Written instruction -> Omit all pictures. Quote the lines from the one with "pick out the bare" through the end of the listing below, exactly as they appear.

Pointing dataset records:
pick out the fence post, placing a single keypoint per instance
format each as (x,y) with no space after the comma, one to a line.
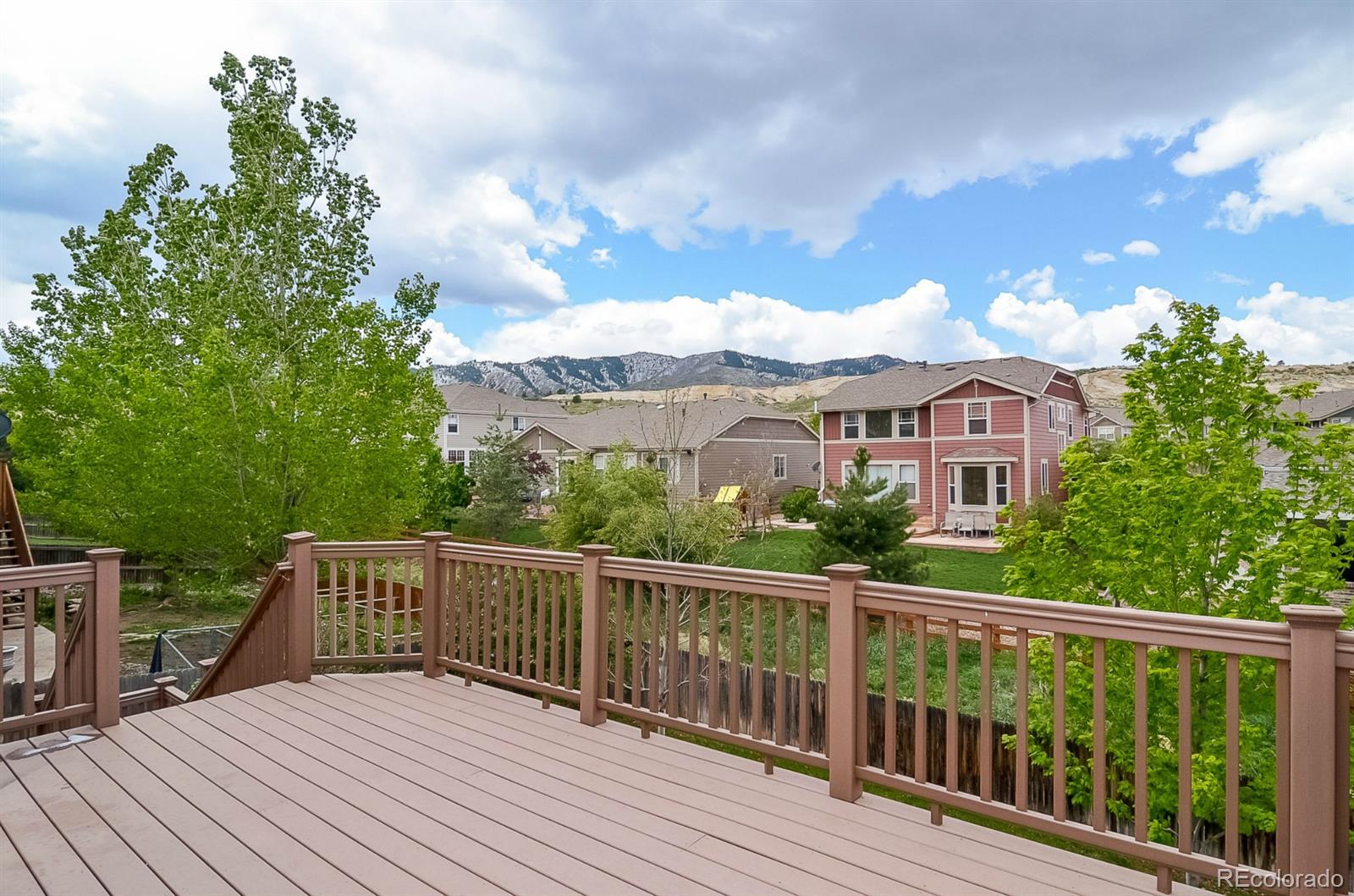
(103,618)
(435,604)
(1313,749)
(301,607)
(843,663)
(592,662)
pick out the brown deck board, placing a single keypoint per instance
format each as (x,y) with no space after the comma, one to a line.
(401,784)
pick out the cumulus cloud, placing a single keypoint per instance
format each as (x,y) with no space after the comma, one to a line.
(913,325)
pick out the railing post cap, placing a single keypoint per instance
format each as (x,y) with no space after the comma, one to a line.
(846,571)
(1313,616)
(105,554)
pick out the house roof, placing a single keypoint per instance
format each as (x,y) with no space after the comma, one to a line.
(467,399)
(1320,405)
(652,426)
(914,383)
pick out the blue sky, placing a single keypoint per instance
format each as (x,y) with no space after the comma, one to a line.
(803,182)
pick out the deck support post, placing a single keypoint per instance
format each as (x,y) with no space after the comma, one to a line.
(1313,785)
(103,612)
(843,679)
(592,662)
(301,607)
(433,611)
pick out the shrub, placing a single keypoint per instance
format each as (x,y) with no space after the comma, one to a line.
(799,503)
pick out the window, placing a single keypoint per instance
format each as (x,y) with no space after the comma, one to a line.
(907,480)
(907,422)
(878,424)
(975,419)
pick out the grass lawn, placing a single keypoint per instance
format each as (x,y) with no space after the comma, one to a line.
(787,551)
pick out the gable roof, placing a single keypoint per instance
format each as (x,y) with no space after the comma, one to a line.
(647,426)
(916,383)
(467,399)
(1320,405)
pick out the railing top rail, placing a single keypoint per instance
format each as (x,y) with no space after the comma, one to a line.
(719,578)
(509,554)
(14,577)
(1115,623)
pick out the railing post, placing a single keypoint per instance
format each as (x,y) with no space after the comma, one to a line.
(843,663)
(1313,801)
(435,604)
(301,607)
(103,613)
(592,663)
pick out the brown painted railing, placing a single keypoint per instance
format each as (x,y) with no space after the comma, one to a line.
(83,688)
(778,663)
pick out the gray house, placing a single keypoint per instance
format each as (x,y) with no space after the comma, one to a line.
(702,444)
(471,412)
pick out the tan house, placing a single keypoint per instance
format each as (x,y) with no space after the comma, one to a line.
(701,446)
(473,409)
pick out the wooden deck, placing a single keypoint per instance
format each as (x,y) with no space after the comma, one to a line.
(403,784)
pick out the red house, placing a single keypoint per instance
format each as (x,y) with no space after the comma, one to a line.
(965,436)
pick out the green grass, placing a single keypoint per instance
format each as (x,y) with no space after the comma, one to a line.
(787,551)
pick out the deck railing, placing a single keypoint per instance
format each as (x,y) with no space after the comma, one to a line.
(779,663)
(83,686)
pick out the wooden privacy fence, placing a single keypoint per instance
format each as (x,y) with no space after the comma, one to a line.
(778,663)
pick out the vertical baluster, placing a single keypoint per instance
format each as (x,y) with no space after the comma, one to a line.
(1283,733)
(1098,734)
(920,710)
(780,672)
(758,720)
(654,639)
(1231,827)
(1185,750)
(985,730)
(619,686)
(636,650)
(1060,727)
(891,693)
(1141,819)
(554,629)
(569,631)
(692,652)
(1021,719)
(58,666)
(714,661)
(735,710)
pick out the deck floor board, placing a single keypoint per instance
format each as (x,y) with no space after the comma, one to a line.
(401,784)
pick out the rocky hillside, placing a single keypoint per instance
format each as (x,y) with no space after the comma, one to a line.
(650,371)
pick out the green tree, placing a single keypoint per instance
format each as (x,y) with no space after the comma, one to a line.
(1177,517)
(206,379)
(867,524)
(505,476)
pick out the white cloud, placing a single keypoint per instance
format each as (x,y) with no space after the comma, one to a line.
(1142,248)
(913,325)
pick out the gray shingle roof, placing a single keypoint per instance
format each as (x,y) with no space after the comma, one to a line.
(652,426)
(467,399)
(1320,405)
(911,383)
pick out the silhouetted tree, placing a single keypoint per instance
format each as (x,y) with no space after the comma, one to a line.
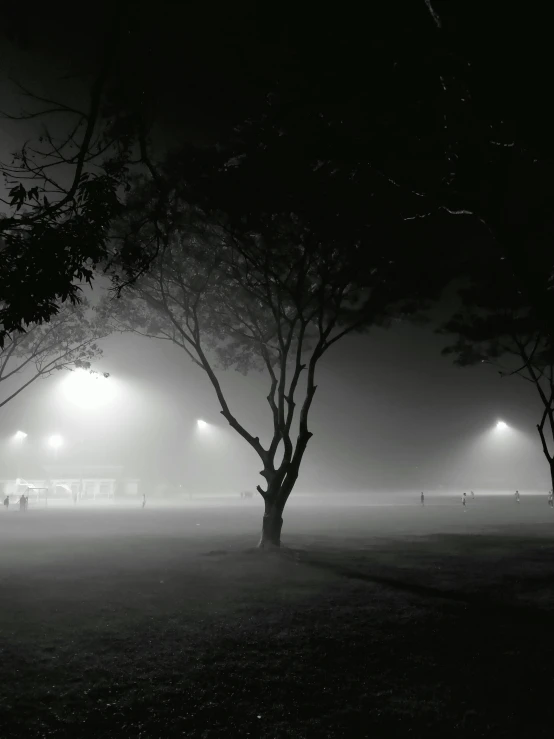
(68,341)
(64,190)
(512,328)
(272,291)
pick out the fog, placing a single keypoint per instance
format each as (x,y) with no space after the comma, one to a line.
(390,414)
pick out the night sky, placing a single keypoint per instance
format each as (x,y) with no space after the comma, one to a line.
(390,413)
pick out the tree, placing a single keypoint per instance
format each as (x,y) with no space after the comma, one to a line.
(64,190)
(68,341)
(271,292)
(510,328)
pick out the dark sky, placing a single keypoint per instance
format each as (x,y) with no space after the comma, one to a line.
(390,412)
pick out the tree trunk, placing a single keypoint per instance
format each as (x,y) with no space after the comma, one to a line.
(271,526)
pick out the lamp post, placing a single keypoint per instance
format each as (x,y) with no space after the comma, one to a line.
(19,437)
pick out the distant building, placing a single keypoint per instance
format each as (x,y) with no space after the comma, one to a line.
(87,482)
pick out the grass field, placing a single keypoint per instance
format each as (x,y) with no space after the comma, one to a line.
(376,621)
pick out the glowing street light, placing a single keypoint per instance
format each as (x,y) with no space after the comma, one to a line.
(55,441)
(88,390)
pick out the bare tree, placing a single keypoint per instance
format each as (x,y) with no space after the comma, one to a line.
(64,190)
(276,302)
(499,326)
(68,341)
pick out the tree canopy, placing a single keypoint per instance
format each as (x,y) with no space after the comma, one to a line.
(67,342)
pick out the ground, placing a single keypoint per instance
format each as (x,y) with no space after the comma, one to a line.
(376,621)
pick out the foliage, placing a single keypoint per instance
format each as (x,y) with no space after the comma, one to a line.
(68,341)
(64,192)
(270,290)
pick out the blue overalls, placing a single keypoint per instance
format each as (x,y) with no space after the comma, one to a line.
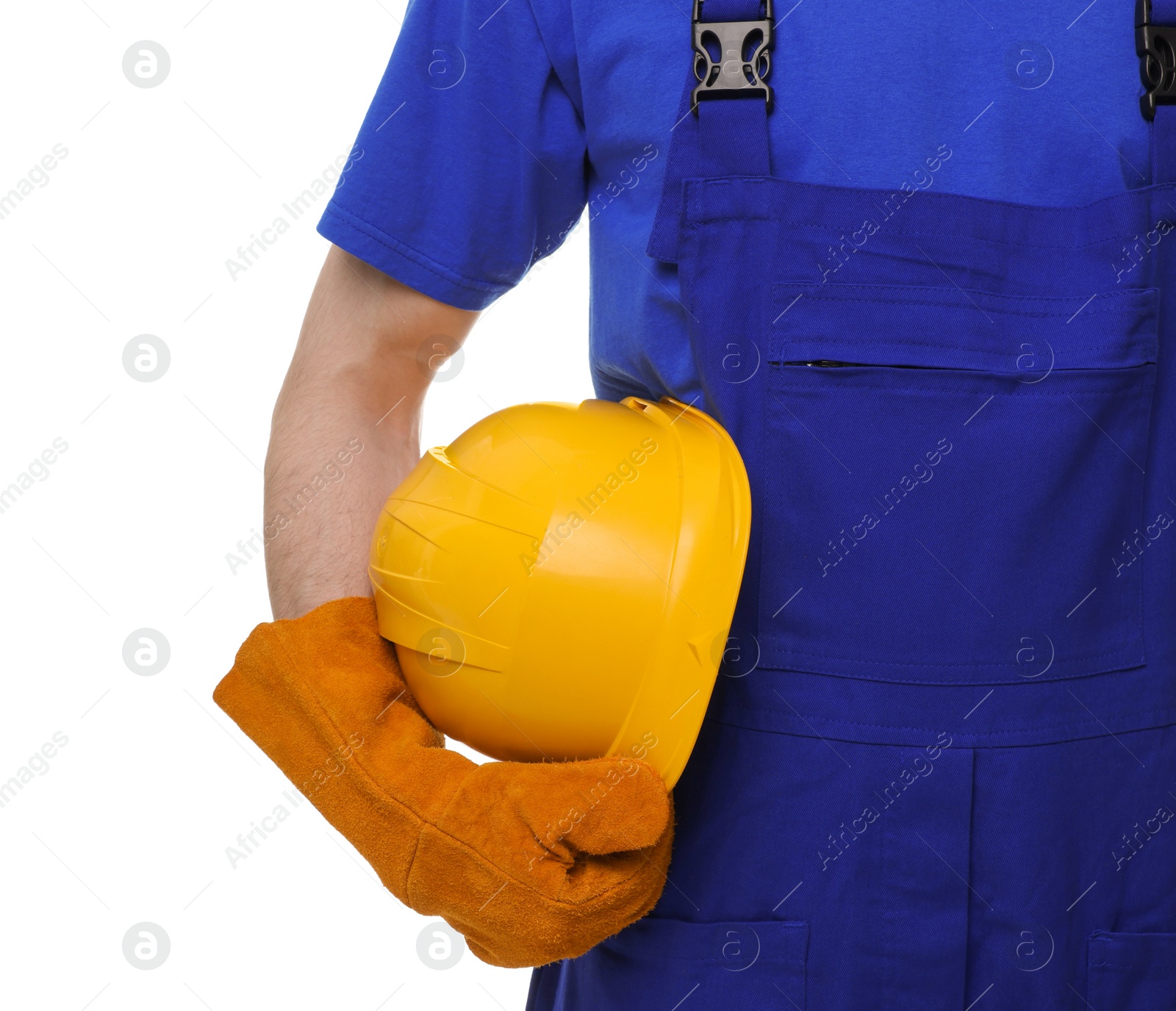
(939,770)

Task response ->
pick out the bare tree, placing a single keypoint per instance
format each as (x,y) with no space after the comma, one to a line.
(64,190)
(276,302)
(499,326)
(68,341)
pick out the tree canopy, placing a single keypoint per instance
format each as (x,y) with no space after the comma, one to a line.
(67,342)
pick out the ground, placing a single keypoint per instance
format each as (x,y) with no space after the comma, one to a line.
(376,621)
pick out the foliage, placing a single keypoint per instance
format each as (x,y) with no space after the comma, one to a line.
(68,341)
(64,192)
(270,290)
pick out the blue overalls, placing a single keypoint per instance
format each as (x,y) with no space after the comma, one to a line.
(939,770)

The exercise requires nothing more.